▶ Text shown:
################

Skip to content

simongog/sdsl

Repository files navigation

NOTE: This is version 1.0 of SDSL which is not developed further. Version 2.0 contains more features and is better documented. It is available at https://github.com/simongog/sdsl-lite.

SDSL: Succinct Data Structure Library

This is a C++ template library for succinct data structures called sdsl.

Succinct data structures are fascinating: They represent an object (like a bitvector, a tree, suffix array,...) in space close the information-theoretic lower bound of the object but the defined operations can still be performed efficiently. Hmmm, at least in theory ;) Actually there is still a big gap between theory and practice. Why? The time complexity of an operations performed on the classical fat data structure and the slim succinct data structure are the same most time in theory. However, in practice succinct structures are slow since the operations require often memory accesses with bad locality of references. Moreover, often the in theory small sub-linear space data structures account for a large amount of memory, since they are only asymptotic sub-linear and the input size for which they are negligible in practice is galactic.

################

▶ Data in this exercise:
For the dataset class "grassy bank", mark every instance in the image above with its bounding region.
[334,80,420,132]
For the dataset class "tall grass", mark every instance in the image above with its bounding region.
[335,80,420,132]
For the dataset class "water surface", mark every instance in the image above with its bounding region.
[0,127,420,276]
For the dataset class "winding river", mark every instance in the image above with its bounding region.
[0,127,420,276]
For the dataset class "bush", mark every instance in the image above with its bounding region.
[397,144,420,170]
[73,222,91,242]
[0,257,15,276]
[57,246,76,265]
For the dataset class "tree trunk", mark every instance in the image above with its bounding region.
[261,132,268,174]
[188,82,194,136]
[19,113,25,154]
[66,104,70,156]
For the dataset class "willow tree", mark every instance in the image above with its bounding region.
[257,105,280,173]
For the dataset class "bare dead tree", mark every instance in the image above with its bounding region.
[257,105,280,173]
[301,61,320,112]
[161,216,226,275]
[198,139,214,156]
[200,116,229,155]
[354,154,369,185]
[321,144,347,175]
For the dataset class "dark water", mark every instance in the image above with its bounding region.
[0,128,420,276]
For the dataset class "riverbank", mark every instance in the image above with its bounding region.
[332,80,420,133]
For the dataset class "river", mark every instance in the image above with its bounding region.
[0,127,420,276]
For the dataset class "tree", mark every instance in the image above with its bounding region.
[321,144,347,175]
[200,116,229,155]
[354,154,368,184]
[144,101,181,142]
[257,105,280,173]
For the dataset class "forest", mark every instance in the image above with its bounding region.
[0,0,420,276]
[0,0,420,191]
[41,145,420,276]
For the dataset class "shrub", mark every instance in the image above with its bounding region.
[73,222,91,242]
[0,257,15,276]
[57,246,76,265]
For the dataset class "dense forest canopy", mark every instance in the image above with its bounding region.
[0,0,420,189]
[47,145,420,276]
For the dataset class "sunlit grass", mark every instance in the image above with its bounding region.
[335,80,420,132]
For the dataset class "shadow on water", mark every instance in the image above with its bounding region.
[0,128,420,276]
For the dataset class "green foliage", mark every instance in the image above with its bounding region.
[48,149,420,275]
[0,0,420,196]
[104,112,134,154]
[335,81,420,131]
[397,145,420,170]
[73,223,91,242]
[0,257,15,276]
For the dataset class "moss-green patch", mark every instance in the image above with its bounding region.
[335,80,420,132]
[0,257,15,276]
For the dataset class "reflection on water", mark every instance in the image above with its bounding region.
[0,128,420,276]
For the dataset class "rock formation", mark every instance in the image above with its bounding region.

################

▶ To be done:
• A. Answer these questions using the SDSL library page:
(i) Which version of SDSL does the page describe, and at what address is version 2.0 available?
(ii) In what programming language is sdsl written?
(iii) What do the operations of succinct structures often require that makes them slow in practice?
• B. Filter the records, keeping only the lines that contain the word "tree".

▶ Answer set:
• A.
(i) Version 1.0; version 2.0 is available at https://github.com/simongog/sdsl-lite.
(ii) C++.
(iii) Memory accesses with bad locality of references.

• B.
For the dataset class "tree trunk", mark every instance in the image above with its bounding region.
For the dataset class "willow tree", mark every instance in the image above with its bounding region.
For the dataset class "bare dead tree", mark every instance in the image above with its bounding region.
For the dataset class "tree", mark every instance in the image above with its bounding region.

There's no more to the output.